• Entries supplied
══════

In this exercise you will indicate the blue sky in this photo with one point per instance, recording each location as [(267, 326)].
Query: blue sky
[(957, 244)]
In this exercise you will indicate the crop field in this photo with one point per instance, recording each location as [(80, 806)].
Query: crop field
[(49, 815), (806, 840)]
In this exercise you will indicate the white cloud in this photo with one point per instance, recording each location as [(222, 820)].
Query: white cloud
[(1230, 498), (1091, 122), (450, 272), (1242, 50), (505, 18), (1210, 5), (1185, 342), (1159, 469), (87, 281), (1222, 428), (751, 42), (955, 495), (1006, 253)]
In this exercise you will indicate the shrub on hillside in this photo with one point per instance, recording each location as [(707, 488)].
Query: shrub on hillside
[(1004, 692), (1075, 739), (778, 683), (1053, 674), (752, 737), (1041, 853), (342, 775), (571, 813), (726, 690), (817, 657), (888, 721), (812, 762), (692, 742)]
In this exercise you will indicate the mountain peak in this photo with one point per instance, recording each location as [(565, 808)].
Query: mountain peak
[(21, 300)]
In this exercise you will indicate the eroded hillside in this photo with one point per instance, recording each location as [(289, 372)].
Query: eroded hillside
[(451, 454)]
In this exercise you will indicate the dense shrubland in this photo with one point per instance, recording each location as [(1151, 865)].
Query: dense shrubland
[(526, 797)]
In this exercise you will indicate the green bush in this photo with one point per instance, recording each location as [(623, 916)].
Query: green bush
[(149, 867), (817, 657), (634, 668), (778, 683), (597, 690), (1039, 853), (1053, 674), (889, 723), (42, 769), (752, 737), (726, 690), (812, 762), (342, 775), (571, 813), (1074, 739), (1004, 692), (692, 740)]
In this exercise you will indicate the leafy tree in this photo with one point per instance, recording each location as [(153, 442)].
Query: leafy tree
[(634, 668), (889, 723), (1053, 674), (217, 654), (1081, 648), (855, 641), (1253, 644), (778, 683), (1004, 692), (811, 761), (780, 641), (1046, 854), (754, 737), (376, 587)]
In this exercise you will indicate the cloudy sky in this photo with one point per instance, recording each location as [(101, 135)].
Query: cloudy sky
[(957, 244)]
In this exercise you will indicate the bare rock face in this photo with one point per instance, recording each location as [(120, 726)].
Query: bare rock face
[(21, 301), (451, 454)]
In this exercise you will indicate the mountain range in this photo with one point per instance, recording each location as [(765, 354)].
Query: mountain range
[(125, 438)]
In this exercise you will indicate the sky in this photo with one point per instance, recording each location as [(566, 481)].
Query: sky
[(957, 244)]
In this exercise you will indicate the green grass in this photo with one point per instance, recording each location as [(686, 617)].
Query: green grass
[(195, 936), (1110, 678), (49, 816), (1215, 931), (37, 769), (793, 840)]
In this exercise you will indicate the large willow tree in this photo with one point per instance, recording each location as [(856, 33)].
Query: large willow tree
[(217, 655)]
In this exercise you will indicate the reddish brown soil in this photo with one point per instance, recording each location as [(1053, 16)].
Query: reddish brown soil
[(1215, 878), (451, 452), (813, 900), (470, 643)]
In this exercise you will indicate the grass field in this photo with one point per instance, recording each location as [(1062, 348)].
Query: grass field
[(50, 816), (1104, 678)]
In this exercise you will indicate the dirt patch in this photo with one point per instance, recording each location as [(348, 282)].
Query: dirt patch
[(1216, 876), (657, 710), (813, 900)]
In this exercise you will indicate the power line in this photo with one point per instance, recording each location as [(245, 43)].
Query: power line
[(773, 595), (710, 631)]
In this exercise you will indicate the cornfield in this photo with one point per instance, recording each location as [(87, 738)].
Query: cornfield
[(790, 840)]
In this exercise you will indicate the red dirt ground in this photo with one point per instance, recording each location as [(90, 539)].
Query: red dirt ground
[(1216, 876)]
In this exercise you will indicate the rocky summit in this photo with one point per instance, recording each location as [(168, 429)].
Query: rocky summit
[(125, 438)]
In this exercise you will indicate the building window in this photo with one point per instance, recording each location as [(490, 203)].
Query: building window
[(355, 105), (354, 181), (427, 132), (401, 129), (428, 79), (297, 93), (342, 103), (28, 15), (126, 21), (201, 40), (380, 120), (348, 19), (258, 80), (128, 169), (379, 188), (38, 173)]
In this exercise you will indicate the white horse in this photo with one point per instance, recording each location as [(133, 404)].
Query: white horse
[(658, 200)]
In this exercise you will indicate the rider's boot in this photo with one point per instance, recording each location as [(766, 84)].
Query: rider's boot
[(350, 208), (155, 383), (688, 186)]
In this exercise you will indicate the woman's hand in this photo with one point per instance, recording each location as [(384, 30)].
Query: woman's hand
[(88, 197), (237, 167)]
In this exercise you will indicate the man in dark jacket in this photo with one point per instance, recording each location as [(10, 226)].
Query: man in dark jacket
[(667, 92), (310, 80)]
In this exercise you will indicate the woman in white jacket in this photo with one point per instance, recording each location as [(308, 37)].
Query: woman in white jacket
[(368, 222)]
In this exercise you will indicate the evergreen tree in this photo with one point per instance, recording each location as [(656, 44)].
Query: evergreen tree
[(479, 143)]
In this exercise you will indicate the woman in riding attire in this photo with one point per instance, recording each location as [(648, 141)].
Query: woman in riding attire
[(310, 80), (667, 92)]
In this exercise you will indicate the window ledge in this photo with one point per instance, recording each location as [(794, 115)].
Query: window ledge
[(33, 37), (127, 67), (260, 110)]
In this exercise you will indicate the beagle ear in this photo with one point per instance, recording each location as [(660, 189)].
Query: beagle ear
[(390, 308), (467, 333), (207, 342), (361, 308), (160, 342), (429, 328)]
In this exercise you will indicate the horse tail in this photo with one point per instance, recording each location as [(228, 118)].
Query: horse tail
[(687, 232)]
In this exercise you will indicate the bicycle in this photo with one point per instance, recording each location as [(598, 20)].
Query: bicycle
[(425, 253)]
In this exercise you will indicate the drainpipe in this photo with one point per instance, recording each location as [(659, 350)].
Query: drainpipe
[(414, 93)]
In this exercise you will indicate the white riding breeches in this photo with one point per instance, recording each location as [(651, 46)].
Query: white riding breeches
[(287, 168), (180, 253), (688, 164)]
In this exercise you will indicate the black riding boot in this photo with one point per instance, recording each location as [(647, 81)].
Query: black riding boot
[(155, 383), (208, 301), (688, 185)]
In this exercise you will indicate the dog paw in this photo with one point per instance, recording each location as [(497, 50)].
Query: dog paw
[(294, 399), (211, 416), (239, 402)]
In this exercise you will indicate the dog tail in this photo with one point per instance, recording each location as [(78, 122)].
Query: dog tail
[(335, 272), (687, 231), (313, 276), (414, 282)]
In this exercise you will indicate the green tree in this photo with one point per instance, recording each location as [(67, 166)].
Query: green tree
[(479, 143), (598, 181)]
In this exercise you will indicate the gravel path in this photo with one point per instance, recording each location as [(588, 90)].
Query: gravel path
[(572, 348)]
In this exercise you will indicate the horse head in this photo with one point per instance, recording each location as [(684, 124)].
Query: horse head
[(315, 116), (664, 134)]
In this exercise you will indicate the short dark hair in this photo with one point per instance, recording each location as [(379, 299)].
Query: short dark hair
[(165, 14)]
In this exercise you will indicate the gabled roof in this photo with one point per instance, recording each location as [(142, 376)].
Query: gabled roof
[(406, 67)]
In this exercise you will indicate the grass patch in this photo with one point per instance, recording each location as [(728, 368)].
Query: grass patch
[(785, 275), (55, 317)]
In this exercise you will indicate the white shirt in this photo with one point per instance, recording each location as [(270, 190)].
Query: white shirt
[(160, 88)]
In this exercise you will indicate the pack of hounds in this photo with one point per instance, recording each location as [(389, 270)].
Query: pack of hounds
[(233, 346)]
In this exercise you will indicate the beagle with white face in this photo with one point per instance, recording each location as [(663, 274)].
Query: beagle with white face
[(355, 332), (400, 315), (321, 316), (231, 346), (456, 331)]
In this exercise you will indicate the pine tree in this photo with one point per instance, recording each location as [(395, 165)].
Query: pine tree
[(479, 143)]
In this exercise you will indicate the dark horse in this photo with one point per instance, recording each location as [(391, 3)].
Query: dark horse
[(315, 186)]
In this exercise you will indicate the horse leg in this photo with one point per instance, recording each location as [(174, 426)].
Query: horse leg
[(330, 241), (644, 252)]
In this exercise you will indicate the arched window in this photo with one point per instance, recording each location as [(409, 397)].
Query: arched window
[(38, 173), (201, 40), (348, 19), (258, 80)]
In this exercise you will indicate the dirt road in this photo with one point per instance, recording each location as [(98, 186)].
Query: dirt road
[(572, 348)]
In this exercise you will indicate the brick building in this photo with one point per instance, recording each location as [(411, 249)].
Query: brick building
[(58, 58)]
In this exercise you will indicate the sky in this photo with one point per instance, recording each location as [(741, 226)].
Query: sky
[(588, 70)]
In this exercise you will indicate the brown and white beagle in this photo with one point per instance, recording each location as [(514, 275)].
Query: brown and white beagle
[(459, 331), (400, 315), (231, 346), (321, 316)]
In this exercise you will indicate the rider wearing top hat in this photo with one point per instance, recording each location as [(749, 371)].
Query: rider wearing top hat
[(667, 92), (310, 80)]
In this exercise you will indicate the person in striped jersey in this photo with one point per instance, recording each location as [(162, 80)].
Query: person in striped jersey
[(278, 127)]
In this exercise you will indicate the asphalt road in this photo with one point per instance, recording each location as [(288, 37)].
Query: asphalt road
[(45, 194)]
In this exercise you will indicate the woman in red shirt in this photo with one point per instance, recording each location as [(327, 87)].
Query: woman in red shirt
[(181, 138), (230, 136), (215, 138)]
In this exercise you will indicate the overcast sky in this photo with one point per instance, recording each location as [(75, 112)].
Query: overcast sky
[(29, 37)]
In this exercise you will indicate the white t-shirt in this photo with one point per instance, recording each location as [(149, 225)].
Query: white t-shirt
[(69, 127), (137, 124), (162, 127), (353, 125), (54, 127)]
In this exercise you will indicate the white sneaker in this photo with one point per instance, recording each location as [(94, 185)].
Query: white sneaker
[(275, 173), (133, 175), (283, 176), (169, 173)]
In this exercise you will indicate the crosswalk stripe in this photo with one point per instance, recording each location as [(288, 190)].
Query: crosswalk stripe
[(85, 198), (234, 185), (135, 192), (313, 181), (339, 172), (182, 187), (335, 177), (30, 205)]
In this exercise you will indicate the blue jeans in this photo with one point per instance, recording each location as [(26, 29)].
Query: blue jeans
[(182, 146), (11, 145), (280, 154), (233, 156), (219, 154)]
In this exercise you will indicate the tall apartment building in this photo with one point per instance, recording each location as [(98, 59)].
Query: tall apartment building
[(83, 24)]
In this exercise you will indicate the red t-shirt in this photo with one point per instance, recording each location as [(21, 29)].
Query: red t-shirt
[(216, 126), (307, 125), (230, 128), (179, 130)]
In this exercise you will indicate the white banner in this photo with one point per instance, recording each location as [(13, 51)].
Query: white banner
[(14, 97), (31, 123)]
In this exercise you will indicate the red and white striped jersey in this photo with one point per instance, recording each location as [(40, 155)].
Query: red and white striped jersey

══════

• What is required
Reproduce the stretch of data from the line containing "In this exercise you will indicate the white cloud" through the line containing "Query: white cloud", replacing "exercise" with "task" and leaving everything else unchanged. Provide only those lines.

• Reply to the task
In this task you will indicate the white cloud in this photo with one point per instance, recording each location as [(222, 820)].
Query: white cloud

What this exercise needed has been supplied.